== Segment start ==
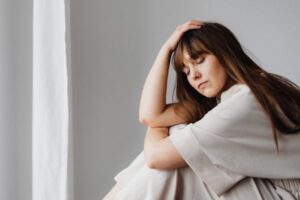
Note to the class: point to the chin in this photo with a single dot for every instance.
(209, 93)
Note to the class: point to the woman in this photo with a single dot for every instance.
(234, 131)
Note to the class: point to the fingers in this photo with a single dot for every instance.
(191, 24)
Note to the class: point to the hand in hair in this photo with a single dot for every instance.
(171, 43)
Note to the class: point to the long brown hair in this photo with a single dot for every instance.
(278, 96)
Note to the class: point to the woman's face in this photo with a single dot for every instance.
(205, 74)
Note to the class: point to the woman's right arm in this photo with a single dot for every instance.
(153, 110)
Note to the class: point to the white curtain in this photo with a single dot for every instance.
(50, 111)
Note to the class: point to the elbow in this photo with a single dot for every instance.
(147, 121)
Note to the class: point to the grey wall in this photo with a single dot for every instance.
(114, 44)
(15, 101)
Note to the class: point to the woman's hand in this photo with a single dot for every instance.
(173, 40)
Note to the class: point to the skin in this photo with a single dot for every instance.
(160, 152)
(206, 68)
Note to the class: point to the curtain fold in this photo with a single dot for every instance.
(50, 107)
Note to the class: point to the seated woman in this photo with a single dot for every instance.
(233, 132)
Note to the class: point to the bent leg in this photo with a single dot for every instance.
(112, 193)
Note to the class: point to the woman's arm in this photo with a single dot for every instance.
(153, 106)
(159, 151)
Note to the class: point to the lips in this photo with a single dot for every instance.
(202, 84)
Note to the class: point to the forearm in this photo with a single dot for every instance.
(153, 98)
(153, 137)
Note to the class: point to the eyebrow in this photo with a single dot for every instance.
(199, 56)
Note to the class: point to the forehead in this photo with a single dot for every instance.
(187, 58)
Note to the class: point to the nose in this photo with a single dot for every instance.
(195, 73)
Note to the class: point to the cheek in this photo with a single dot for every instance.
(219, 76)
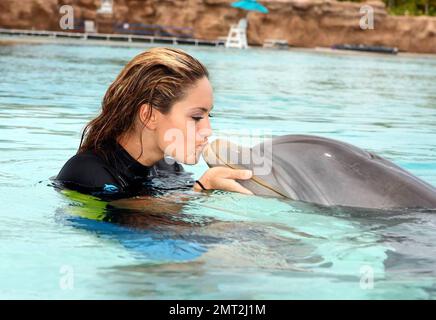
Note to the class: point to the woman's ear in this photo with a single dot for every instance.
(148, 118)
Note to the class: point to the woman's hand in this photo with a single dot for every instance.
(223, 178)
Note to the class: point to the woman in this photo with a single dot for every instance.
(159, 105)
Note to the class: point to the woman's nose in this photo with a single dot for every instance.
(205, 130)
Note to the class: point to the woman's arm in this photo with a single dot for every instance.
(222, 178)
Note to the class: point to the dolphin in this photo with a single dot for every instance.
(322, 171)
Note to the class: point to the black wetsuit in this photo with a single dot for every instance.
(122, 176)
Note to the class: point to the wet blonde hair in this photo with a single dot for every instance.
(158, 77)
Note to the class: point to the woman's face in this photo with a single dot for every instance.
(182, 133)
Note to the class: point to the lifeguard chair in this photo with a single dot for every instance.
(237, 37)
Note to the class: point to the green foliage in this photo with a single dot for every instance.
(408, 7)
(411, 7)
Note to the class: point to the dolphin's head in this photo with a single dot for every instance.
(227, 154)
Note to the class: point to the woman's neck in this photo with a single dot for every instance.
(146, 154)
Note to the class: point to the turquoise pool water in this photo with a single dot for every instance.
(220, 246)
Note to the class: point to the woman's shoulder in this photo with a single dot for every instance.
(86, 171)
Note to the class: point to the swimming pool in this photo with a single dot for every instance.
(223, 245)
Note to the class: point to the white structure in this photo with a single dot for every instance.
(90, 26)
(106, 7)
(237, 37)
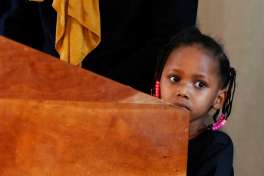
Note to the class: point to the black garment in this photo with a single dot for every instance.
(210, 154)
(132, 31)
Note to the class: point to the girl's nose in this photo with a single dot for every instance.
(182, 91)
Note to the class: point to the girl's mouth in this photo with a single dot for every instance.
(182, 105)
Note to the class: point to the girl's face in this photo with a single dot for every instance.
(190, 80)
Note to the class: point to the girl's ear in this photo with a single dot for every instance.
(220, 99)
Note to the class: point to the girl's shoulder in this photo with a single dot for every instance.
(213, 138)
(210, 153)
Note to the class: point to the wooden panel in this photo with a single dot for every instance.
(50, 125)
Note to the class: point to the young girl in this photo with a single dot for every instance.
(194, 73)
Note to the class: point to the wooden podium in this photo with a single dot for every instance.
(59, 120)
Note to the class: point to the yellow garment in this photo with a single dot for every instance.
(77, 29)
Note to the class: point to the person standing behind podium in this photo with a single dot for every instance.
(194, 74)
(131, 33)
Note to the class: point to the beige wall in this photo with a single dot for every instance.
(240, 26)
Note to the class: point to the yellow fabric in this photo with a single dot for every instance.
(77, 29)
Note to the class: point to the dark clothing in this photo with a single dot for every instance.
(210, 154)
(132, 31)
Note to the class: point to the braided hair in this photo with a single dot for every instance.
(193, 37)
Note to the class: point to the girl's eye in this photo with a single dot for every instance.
== Segment end ==
**Exercise instructions:**
Type the material out again exactly. Skip the pictures.

**Final answer:**
Note to the class: point to the chin in this photo with a single dot for every instance.
(209, 93)
Note to the class: point to the woman in this photo with a single dot for every instance.
(234, 131)
Note to the class: point to the fingers in this photo with a single dot for every instance.
(191, 24)
Note to the class: point to the hand in hair in this photo with a single dot for every instance.
(171, 43)
Note to the class: point to the long brown hair in this photo with a single dot for every instance.
(278, 96)
Note to the class: point to the woman's face in this photo with a single dot for every instance.
(205, 74)
Note to the class: point to the woman's right arm in this photo with a single dot for every instance.
(153, 110)
Note to the class: point to the white curtain in this photo with a single dot for every instance.
(50, 111)
Note to the class: point to the elbow in this photo with a single dot for every instance.
(147, 121)
Note to the class: point to the grey wall in this photo with a single dot for every instance.
(114, 44)
(15, 101)
Note to the class: point to the woman's hand in this photo with a single dot for every instance.
(173, 40)
Note to the class: point to the skin in this photo with a single dot for every instance.
(160, 152)
(206, 68)
Note to the class: point to the curtain fold in this photo with a single dot for every instance.
(50, 107)
Note to the class: point to the seated woman in this photo with a single dot for every instance.
(233, 132)
Note to the class: point to the bent leg in this photo with a single dot for every instance.
(112, 193)
Note to the class: point to the woman's arm in this photo with a single dot for every instance.
(153, 106)
(159, 151)
Note to the class: point to the lips in this photo with a single dot for every instance.
(202, 84)
Note to the class: point to the forearm in this photo with a single dot for every instance.
(153, 98)
(153, 137)
Note to the class: point to the eyebrow in this photo with a single dot for every instance.
(199, 56)
Note to the class: point to the forehead in this photo with a single dot for every instance.
(187, 58)
Note to the class: point to the nose in this photo with a single dot for every instance.
(195, 73)
Note to the class: point to the cheek in this photo with a single dot for every instance.
(219, 76)
Note to the class: point to the woman's ear in this photo with a single dot for every instance.
(148, 118)
Note to the class: point to the woman's hand in this photo with a single dot for every instance.
(223, 178)
Note to the class: point to the woman in this photo with a single dot for every instance.
(159, 105)
Note to the class: point to the woman's nose in this photo with a single dot for every instance.
(205, 130)
Note to the class: point to the woman's arm in this photo with a single dot for every instance.
(222, 178)
Note to the class: point to the dolphin in this photo with a single dot for every instance.
(322, 171)
Note to the class: point to the black wetsuit in this photo with a single dot for every instance.
(122, 176)
Note to the class: point to the wet blonde hair in this photo with a single dot for every instance.
(158, 77)
Note to the class: point to the woman's face in this photo with a single dot for every instance.
(182, 133)
Note to the class: point to the lifeguard chair in this photo with a single dot for every instance.
(237, 37)
Note to the class: point to the green foliage in this photo with a single dot for every instance.
(408, 7)
(411, 7)
Note to the class: point to the dolphin's head in this photo with a single dot for every instance.
(227, 154)
Note to the class: point to the woman's neck in this photo with a single dot for every instance.
(146, 154)
Note to the class: point to the turquoise pool water in this photo with a single dot for every instance.
(220, 246)
Note to the class: point to the woman's shoulder in this photo with a single dot for every instance.
(86, 171)
Note to the class: point to the swimming pool in this photo with a single dot for every instance.
(223, 245)
Note to the class: point to the white structure in this photo with a single dot for every instance.
(90, 26)
(106, 7)
(237, 37)
Note to the class: point to the black garment in this photo with a single dot for every instance.
(210, 154)
(132, 31)
Note to the class: point to the girl's nose in this photo with a single dot for every instance.
(182, 91)
Note to the class: point to the girl's mouth in this photo with a single dot for every instance.
(182, 105)
Note to the class: point to the girl's face in this photo with a single dot for every instance.
(190, 80)
Note to the class: point to the girl's ear in this photo with a single dot for every instance.
(220, 99)
Note to the class: point to the girl's shoulder in this photo with a single dot for every instance.
(213, 138)
(210, 153)
Note to the class: point to the wooden panel in this photo with a single dot for every instance.
(50, 125)
Note to the class: point to the young girl in this photo with a single dot for every instance.
(194, 73)
Note to the class: point to the wooden podium in this photo with a single dot for every instance.
(59, 120)
Note to the class: point to the yellow garment in this photo with a single dot for every instance.
(77, 29)
Note to the class: point to the person standing behind podium in this photo with a single dot for every instance.
(194, 74)
(131, 33)
Note to the class: point to the beige wall in this photo with a single dot for every instance.
(240, 26)
Note to the class: point to the yellow fabric in this photo with a single dot for every instance.
(77, 29)
Note to the class: point to the dark clothing in this photo with a single dot for every instance.
(210, 154)
(132, 31)
Note to the class: point to the braided hair in this photo with a single dot for every instance.
(193, 37)
Note to the class: point to the girl's eye in this photo with a single dot for every instance.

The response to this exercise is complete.